◆ **Material provided**:
Start of Block
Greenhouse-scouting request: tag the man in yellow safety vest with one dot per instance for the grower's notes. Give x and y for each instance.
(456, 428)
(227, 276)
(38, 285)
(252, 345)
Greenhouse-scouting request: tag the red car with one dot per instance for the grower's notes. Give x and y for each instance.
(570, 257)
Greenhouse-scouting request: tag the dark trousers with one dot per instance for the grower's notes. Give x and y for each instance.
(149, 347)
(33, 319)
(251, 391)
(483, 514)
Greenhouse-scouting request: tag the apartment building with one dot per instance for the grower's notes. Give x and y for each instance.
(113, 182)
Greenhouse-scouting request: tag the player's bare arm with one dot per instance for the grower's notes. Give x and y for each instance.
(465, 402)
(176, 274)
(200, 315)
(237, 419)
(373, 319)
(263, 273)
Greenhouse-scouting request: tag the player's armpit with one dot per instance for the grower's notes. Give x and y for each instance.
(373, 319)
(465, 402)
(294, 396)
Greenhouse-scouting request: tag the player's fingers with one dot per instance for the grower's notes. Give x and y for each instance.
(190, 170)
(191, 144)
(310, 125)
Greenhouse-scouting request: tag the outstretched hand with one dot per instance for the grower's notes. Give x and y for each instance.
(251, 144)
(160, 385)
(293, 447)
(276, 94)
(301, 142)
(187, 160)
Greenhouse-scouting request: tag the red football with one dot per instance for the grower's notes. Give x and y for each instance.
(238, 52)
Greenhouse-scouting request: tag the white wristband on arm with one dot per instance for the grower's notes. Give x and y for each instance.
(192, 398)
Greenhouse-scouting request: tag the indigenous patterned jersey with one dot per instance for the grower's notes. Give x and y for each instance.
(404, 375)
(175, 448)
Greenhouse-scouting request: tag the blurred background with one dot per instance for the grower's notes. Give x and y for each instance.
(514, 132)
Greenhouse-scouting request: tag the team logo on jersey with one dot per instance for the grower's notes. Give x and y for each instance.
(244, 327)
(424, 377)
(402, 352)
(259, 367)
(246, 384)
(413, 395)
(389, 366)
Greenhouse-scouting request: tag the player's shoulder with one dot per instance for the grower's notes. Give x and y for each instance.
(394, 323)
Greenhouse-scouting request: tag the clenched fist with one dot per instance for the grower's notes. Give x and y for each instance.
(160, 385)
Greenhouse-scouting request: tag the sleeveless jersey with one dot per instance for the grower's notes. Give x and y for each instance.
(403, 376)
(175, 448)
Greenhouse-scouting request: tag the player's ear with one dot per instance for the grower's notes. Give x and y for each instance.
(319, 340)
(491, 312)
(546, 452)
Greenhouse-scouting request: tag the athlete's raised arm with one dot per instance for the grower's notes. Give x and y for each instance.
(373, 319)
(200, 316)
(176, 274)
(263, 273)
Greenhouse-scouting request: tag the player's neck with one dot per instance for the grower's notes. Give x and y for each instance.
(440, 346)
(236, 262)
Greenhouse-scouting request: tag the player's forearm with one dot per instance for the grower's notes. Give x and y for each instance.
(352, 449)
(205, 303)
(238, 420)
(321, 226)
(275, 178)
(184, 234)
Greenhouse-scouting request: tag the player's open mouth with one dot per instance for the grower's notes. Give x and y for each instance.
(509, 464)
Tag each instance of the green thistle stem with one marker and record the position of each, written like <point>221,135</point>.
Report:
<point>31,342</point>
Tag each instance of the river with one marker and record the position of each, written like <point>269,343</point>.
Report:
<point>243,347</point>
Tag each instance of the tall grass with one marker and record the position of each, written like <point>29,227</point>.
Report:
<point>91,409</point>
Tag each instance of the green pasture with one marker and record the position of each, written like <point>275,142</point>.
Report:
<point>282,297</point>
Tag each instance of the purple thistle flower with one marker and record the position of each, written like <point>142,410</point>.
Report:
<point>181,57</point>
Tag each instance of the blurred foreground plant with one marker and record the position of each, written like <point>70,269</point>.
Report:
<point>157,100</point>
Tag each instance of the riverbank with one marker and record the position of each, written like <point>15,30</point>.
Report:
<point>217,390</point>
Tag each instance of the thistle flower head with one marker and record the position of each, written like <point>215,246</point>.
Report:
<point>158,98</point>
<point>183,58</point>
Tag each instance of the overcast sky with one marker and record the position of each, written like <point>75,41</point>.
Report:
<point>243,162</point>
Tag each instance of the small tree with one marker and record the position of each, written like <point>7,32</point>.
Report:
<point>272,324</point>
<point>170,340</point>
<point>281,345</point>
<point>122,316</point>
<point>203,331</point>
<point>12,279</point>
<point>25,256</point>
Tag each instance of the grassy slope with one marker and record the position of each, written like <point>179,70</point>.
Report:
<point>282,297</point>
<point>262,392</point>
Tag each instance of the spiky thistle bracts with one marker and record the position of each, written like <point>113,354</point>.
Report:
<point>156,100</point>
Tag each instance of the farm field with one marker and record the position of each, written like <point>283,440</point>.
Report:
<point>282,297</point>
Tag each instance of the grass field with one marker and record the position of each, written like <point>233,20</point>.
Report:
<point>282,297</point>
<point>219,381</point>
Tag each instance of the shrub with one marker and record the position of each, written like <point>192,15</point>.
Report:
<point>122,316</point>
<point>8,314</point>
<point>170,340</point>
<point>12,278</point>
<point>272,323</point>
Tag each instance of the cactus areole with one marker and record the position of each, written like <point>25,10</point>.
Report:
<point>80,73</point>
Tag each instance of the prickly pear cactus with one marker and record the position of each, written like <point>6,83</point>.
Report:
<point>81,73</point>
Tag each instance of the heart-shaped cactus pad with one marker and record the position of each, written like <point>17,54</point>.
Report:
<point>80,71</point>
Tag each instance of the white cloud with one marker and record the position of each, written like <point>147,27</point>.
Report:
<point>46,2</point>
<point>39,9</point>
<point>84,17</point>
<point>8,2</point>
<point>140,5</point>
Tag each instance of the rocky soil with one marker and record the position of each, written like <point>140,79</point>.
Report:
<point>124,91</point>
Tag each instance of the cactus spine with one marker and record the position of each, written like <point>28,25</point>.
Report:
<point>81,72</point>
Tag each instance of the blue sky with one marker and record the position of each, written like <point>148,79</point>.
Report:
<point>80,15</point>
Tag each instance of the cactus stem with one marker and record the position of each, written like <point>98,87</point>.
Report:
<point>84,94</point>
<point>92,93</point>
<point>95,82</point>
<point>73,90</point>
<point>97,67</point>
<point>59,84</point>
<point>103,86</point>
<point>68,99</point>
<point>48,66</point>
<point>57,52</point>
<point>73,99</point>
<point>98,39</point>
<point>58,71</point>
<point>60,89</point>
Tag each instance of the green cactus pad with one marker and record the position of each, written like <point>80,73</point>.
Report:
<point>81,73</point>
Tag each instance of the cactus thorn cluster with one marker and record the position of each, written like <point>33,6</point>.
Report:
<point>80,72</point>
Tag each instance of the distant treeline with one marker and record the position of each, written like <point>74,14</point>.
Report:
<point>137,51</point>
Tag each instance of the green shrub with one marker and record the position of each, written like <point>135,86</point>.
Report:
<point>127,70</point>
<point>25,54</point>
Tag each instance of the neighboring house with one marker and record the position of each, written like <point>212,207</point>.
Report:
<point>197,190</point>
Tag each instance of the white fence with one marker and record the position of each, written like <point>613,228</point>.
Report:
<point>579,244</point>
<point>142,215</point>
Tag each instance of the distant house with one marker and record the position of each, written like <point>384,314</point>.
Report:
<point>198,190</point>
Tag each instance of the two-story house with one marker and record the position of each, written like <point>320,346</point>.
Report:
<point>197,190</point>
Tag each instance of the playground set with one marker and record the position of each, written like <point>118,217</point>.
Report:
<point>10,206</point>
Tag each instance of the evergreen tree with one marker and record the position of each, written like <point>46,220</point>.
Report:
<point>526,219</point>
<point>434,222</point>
End of Block
Output only the lines from the one holding "Tag each instance of the evergreen" through the last line above, exactly as they appear.

◆ **Answer area**:
Tag each instance of the evergreen tree with one marker and record the position of each, written like <point>46,220</point>.
Report:
<point>526,219</point>
<point>434,222</point>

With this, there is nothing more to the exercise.